## DIRECTIVE
Duplicate each of the following lines word for word.

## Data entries
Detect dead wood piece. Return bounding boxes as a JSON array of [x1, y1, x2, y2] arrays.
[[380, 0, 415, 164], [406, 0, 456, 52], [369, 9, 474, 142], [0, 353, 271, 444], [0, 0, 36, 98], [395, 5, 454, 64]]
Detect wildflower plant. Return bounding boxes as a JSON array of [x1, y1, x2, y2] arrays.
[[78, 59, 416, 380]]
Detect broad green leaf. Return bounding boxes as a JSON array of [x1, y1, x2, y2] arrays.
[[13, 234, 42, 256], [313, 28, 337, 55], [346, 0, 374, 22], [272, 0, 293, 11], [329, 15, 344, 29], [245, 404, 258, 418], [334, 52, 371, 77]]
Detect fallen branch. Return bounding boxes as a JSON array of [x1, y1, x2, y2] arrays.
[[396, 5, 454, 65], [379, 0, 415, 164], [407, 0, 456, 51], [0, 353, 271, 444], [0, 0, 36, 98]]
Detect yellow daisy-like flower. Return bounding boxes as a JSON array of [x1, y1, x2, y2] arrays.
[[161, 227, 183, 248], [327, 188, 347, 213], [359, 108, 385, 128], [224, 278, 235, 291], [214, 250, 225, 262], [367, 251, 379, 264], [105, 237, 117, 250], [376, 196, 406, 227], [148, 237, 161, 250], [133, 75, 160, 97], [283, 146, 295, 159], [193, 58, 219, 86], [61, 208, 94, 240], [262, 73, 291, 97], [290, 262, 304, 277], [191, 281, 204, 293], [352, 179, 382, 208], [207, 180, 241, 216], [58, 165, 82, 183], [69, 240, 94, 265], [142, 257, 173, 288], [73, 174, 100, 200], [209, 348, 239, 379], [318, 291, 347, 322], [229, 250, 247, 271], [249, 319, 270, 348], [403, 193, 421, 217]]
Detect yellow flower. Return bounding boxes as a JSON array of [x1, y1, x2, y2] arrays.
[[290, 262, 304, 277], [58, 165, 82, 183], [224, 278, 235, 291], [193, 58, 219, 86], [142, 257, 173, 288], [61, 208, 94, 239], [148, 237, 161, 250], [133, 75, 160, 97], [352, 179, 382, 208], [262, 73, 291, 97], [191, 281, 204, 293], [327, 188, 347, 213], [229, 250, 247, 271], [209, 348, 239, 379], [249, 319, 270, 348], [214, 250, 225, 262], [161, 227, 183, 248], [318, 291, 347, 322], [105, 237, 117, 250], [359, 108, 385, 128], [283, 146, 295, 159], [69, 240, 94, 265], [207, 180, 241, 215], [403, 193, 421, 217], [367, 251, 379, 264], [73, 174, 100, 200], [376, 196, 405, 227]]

## TASK RESPONSE
Detect dead wood piece. Return bounding boxes as a JSON array of [x1, y1, x2, y2] arrays.
[[380, 0, 415, 164], [406, 0, 456, 52], [369, 9, 474, 142], [0, 353, 271, 444], [0, 0, 36, 98], [395, 5, 454, 64]]
Detect wildflower plant. Return bounding boxes as a JSON array of [x1, y1, x2, y2] arrays.
[[78, 59, 416, 380]]
Detect broad green leaf. Return bounding boxes as a JSON array of [x1, y1, x2, y2] arrays.
[[13, 234, 42, 256], [313, 28, 337, 55], [346, 0, 374, 22], [272, 0, 293, 11], [329, 15, 344, 29], [245, 404, 258, 418], [334, 52, 371, 77]]
Detect fallen branch. Return bounding boxes as a JSON array of [x1, y1, x2, y2] arrays.
[[396, 5, 454, 65], [379, 0, 415, 164], [407, 0, 456, 51], [0, 353, 271, 444], [0, 0, 36, 98]]
Detect yellow daisy-like flower. Return bounding boxes as a JSON array of [x1, y1, x2, y2] arrays.
[[161, 227, 183, 248], [327, 188, 347, 213], [359, 108, 385, 128], [224, 278, 235, 291], [214, 250, 225, 262], [367, 251, 379, 264], [105, 237, 117, 250], [376, 196, 406, 227], [148, 237, 161, 250], [133, 75, 160, 97], [283, 146, 295, 159], [193, 58, 219, 86], [61, 208, 94, 240], [262, 73, 291, 97], [290, 262, 304, 277], [191, 281, 204, 293], [352, 179, 382, 208], [207, 180, 241, 216], [58, 165, 82, 183], [69, 240, 94, 265], [142, 257, 173, 288], [73, 174, 100, 200], [209, 348, 239, 379], [318, 291, 347, 322], [229, 250, 247, 271], [249, 319, 270, 348], [403, 193, 421, 217]]
Detect yellow flower. Return bounding boxes as a JSON array of [x1, y1, x2, y2] arrays.
[[290, 262, 304, 277], [58, 165, 82, 183], [224, 278, 235, 291], [193, 58, 219, 86], [142, 257, 173, 288], [61, 208, 94, 239], [148, 237, 161, 250], [133, 75, 160, 97], [352, 179, 382, 208], [262, 73, 291, 97], [191, 281, 204, 293], [327, 188, 347, 213], [229, 250, 247, 271], [209, 348, 239, 379], [249, 319, 270, 348], [214, 250, 225, 262], [161, 227, 183, 248], [318, 291, 347, 322], [105, 237, 117, 250], [359, 108, 385, 128], [283, 146, 295, 159], [69, 240, 94, 265], [207, 180, 241, 215], [403, 193, 421, 217], [367, 251, 379, 264], [73, 174, 100, 200], [376, 196, 405, 227]]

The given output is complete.